---------- Data supplied ----------
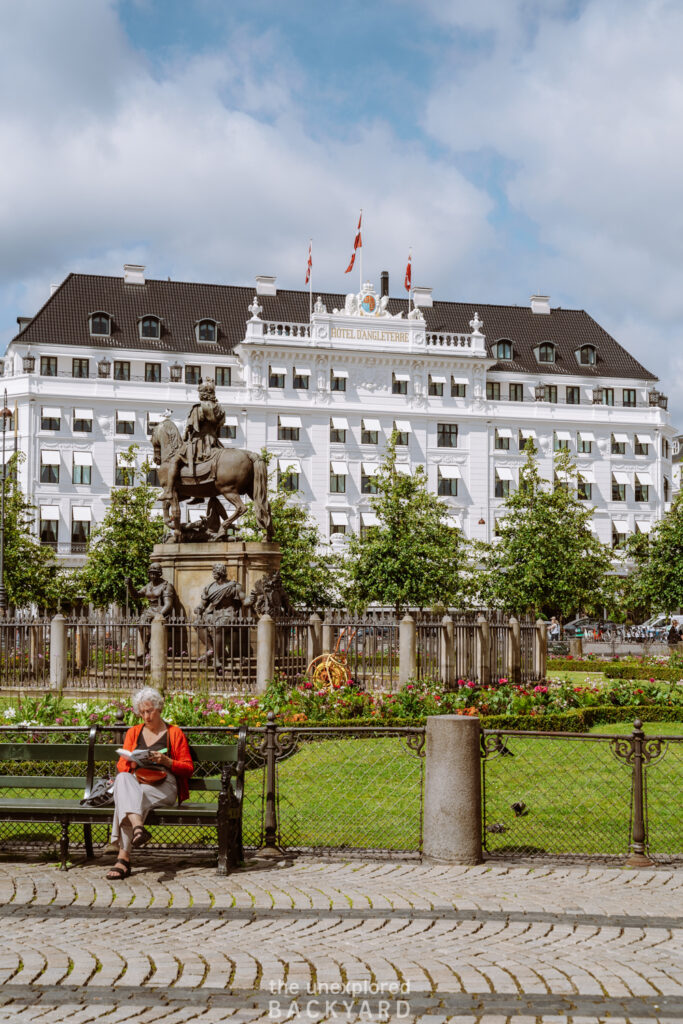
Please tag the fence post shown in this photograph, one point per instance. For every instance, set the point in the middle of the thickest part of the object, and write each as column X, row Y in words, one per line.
column 515, row 655
column 265, row 652
column 453, row 790
column 314, row 647
column 57, row 652
column 407, row 649
column 158, row 653
column 483, row 651
column 541, row 659
column 447, row 653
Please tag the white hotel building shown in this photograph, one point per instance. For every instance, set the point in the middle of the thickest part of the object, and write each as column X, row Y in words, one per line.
column 464, row 385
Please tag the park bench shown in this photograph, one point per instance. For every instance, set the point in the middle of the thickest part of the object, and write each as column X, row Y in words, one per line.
column 223, row 812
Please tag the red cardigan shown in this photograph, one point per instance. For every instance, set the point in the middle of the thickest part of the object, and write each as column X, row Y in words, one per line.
column 182, row 766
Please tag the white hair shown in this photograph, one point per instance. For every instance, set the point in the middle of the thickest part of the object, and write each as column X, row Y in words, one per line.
column 146, row 695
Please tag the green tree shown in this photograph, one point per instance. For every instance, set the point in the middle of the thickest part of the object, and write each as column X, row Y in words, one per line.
column 546, row 559
column 122, row 544
column 412, row 557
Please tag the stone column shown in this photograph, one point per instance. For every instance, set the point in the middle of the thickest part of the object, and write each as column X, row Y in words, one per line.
column 158, row 653
column 265, row 652
column 407, row 649
column 57, row 652
column 453, row 791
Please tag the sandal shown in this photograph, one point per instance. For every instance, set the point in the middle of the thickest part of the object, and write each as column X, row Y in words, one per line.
column 120, row 871
column 140, row 837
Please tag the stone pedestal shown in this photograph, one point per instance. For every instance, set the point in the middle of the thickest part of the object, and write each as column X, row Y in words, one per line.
column 187, row 566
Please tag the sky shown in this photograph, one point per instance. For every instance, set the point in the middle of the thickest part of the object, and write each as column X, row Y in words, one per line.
column 517, row 146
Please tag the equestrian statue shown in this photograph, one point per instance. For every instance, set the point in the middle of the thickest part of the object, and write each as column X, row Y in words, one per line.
column 197, row 466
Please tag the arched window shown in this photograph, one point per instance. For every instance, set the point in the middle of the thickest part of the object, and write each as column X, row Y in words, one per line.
column 100, row 324
column 150, row 327
column 206, row 331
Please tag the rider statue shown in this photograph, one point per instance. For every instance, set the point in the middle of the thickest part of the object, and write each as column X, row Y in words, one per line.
column 201, row 435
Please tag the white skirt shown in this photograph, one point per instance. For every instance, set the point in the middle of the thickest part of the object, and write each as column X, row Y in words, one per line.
column 131, row 797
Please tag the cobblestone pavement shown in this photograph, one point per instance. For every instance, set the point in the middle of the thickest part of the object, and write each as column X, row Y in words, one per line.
column 390, row 941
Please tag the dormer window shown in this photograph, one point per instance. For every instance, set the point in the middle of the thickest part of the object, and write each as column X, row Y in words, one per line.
column 150, row 327
column 207, row 330
column 100, row 325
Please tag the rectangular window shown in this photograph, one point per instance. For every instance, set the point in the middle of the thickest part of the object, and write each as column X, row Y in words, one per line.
column 446, row 435
column 50, row 419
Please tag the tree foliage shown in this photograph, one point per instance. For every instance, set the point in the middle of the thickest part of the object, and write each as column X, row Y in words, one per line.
column 412, row 558
column 122, row 544
column 546, row 559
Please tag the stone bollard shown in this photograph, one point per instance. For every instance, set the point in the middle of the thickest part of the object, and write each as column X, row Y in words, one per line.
column 57, row 652
column 314, row 646
column 265, row 652
column 453, row 791
column 515, row 649
column 158, row 653
column 447, row 653
column 408, row 666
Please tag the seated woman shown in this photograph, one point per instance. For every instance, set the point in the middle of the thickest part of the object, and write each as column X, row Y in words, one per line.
column 134, row 799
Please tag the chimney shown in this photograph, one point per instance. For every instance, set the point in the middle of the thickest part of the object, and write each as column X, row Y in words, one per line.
column 265, row 285
column 133, row 273
column 422, row 296
column 540, row 303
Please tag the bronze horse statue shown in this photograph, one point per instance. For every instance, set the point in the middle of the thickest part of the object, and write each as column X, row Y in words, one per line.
column 229, row 473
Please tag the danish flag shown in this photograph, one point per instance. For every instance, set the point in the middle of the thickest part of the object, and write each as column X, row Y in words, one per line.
column 310, row 261
column 357, row 244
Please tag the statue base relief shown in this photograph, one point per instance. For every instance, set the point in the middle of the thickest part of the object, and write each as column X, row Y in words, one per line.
column 188, row 566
----------
## Problem
Render every one of the records above as a JSON list of strings, with one string for each line and no blank lines. Leave the pictures out.

## Task result
[
  "Please tag the fence post shown in this photograph, one point per instance. For every instance, set the point in the middle of the thickest part of the object, and write each as column X, row Y in words, one per line.",
  "column 515, row 655",
  "column 265, row 652",
  "column 453, row 790",
  "column 314, row 647",
  "column 57, row 652",
  "column 407, row 649",
  "column 158, row 653",
  "column 483, row 651",
  "column 541, row 659",
  "column 447, row 653",
  "Please tag the white hotel building shown in this photograph, one point per instance. For every instance, set the point in the middle of the thickest part of the object, and write each as column X, row Y in words, one per line.",
  "column 464, row 385",
  "Please tag the park bench shown in this photograph, one point per instance. For every instance, set the point in the middle of the thickest part of the object, and write each as column X, row Y in words, one per line.",
  "column 223, row 812",
  "Please tag the red cardigan shown in this photograph, one point per instance. For every instance, set the point in the middle of the thickest part of the object, and write each as column X, row Y in words, one per line.",
  "column 182, row 766",
  "Please tag the white hair shown in this photograph, one point per instance. For every instance, set the point in the middle of the thickest part of the object, and write each as column X, row Y in words, one per line.",
  "column 146, row 695",
  "Please tag the green tree shown in this photograph, one point per instance. For every instance, set the point in the middle of the thickest part of the object, and write each as column X, row Y in words, one per line.",
  "column 546, row 559",
  "column 122, row 544",
  "column 412, row 557",
  "Please tag the stone column shown in this photograph, one point per instance. For every instance, set the point in the middle of the thickest part of the object, and write each as column X, row Y in words, one per line.",
  "column 158, row 653",
  "column 265, row 652",
  "column 407, row 649",
  "column 57, row 652",
  "column 453, row 791",
  "Please tag the sandal shown in this photograph, one point per instance. For every instance, set the point in the middle of the thickest part of the object, and write each as column X, row Y in words, one per line.",
  "column 120, row 871",
  "column 140, row 837",
  "Please tag the stone pedestal shown in this photograph, one point per instance. For every instance, set the point in the middle of the thickest part of the object, and write each as column X, row Y in words, one per line.",
  "column 187, row 566",
  "Please tag the sky shown in this photograph, one point per instance. For every instance, set the point in the middle of the thickest part of the object, and write each as column X, row Y in words, one per line.",
  "column 517, row 146",
  "Please tag the equestrian statue shown in this photograph, one point per instance. For every instance, set the point in the middle of the thickest part of the object, and write each as column X, row Y in words, one per line.",
  "column 197, row 466",
  "Please tag the arched window shown in this photograph, one point per instance. For every instance, set the point in the middle of the thickest part of the object, and write each as column X, row Y in words, one per line.",
  "column 100, row 324",
  "column 150, row 327",
  "column 206, row 331",
  "Please tag the rider statue shown in this photograph, one point per instance. For every instance, set the point in the middle of the thickest part of the object, and write each as column X, row Y in words, one per line.",
  "column 201, row 435",
  "Please tag the white skirt shown in this photograph, one point per instance. For every instance, set the point in the middle of the thickest part of the object, and write each as column X, row Y in words, one per line.",
  "column 131, row 797",
  "Please tag the cobblestone pavement shown in this photograph, one point per instance. For every instance, set the point in the middle of the thickest part of the object, and write each as column X, row Y in words, one per line.",
  "column 390, row 941",
  "Please tag the dormer window shown in this photograph, one point per instance. For every instance, set the point in the middle of the thickest part of the object, and write each as column X, row Y in words, one per line.",
  "column 150, row 327",
  "column 207, row 330",
  "column 100, row 325",
  "Please tag the rectangular window shown in this photograph, one point per instance. For every instance, set the point in the middle of the thickest part of the object, and write each as column X, row Y in words, one per line.",
  "column 446, row 435",
  "column 50, row 419",
  "Please tag the tree foliage shown in this photograph, one point per instance. For every instance, set the point in the middle of the thickest part of the object, and write each as column X, row Y in words, one per line.",
  "column 412, row 558",
  "column 122, row 544",
  "column 546, row 559",
  "Please tag the stone bollard shown in this photograph, one point per instance. For every instance, set the point in the middle of the thickest part of the object, and write each as column X, row Y in words, one per line.",
  "column 57, row 652",
  "column 314, row 646",
  "column 265, row 652",
  "column 453, row 791",
  "column 515, row 649",
  "column 158, row 653",
  "column 447, row 653",
  "column 408, row 666",
  "Please tag the seated woman shown in this photograph, one point per instance. For every instance, set the point in the middle of the thickest part of the object, and write each as column X, row Y in words, one per line.",
  "column 134, row 799",
  "Please tag the chimney shown in this photograph, one point per instance. For every instance, set the point in the middle of the thickest part of the object, and write each as column X, row Y in words, one per line.",
  "column 265, row 285",
  "column 133, row 273",
  "column 422, row 296",
  "column 540, row 303",
  "Please tag the bronze horse statue shown in this photograph, one point per instance. For every instance, set the point in the middle of the thickest part of the object, and write each as column X, row Y in words, one per line.",
  "column 229, row 473",
  "Please tag the danish flag shown in this photograph, one point per instance. For every instance, set the point in the middle of the thickest part of the object, and write each as column X, row Y in words, one per line.",
  "column 310, row 261",
  "column 357, row 244",
  "Please tag the statue base relief shown in this photograph, one point per instance. For every instance, set the point in the middle of the thickest part of the object, and write each as column X, row Y in words, one per line.",
  "column 188, row 566"
]